**PROMPT:**
Exactly reproduce the lines beginning with the line that includes "of the crowd" and ending with the last line of the data.

**DATA FOR PROCESSING:**
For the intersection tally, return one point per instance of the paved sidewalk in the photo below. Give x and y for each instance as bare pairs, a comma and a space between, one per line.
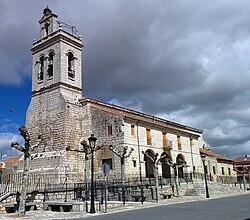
44, 215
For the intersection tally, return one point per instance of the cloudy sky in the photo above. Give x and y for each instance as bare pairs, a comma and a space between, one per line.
186, 61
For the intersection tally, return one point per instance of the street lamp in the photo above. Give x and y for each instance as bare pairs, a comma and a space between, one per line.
203, 158
92, 140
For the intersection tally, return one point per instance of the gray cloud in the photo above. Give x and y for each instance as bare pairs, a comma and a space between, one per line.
187, 61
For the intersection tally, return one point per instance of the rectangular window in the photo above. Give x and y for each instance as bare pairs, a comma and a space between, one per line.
214, 170
179, 142
132, 130
164, 139
222, 171
108, 161
110, 131
148, 137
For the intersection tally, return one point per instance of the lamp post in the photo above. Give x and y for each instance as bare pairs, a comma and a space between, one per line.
1, 170
92, 140
203, 158
87, 152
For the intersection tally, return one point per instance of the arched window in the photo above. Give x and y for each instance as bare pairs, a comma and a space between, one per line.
50, 65
46, 26
41, 69
149, 166
71, 65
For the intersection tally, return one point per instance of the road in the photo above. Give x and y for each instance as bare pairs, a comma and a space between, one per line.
227, 208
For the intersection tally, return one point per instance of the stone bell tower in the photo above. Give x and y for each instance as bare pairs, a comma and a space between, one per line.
56, 88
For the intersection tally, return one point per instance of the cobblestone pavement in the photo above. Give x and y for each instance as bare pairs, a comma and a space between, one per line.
42, 215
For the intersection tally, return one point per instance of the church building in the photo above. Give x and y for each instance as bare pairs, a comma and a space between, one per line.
64, 117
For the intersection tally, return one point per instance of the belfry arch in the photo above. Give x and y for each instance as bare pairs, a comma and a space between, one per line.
166, 171
149, 164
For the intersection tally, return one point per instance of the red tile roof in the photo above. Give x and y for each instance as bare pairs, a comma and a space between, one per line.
212, 154
242, 160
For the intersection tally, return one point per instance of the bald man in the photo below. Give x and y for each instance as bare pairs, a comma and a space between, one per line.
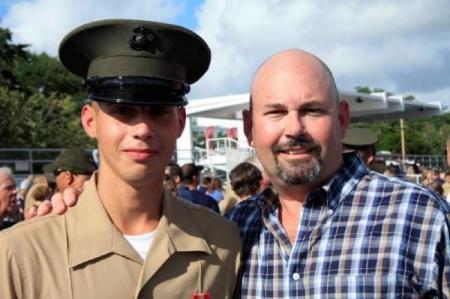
329, 227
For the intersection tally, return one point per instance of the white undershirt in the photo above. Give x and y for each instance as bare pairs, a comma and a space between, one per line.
141, 243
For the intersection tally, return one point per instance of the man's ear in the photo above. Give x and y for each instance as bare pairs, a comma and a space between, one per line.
88, 119
344, 116
248, 125
181, 117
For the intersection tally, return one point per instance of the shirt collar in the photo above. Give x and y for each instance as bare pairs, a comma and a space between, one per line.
330, 193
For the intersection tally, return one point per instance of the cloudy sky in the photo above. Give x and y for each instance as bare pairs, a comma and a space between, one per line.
402, 46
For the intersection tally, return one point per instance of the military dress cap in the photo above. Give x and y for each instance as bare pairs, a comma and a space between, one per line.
75, 160
357, 137
135, 62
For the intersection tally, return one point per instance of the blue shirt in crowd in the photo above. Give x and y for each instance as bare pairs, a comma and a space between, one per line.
197, 197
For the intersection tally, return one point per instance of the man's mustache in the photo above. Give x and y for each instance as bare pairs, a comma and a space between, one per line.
303, 142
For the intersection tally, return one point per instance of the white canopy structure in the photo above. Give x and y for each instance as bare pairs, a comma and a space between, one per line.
226, 111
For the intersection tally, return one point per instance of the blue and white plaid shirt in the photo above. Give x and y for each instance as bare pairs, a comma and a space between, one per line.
363, 235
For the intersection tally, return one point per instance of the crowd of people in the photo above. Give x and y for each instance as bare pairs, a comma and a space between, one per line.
310, 219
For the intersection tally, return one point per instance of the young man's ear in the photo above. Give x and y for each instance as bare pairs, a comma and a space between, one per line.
181, 117
248, 125
88, 119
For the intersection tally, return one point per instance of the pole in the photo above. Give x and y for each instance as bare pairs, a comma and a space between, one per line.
402, 139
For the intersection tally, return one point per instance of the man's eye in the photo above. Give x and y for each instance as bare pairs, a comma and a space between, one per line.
274, 112
122, 111
159, 111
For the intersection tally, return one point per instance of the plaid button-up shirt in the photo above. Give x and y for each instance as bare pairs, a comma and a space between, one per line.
363, 235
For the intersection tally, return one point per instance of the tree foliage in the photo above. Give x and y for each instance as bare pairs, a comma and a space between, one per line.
40, 100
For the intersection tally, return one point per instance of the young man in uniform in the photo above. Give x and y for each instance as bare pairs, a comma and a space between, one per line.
127, 237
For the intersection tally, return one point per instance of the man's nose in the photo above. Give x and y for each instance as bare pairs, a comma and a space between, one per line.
295, 125
143, 128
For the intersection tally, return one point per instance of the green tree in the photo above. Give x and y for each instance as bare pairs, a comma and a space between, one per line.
9, 55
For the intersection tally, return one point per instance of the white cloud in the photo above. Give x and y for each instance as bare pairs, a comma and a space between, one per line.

**SOLVED PROBLEM:**
For the intersection tally, return one point per instance of the crowd of people in the photo above. Give x and y for each instance as bare pairs, a comma and a space between, one per line.
310, 219
For the intersection tally, return one point per instance of the young man's ear in the photo above. Give x and y for each instance as bare pairs, a comma and a space between, one per line.
181, 117
248, 125
88, 119
For the intersection tally, return one point per instance of the pole in the photo above. Give x and y for each instance as bare pairs, a comma and a space between, one per line.
402, 139
For the intersection tally, return one point per instance of the man's eye in the photo above. Give x and y for each instance as bare pairs, a comma and a space between, one per line.
274, 112
122, 111
159, 111
For the intersection tally, return one point per instance of the plaid button-up shirt in the photo above. Give x and y for each instance as bare pairs, a comma and a space between, one per line.
363, 235
For the intersection tally, return one point per instance of the tree foliage in the photo above. Give x and y for each instance as bare pairs, a comma and a space between, one per line.
40, 100
For the intersection tally, return one point per instance of the young man in uniform in the photo above. Give x and y for each instance as bare pairs, a comma and a space between, one per line.
127, 237
For the intersection tally, return one point per instance of the man's nose in the photo above. Give x and y for each instance as bare pairs, a comma and a space between, one per line.
295, 125
143, 128
For the intersection tally, return one point per instance of the green tree in the photo above. Give x and y for each instance as bare pairs, a comma and a space between, one per line.
9, 55
For the intersection tally, return one point per instance of the white cloud in the photo above. Give x and y for each instance as bare pairs, a comma and a space between, one per line.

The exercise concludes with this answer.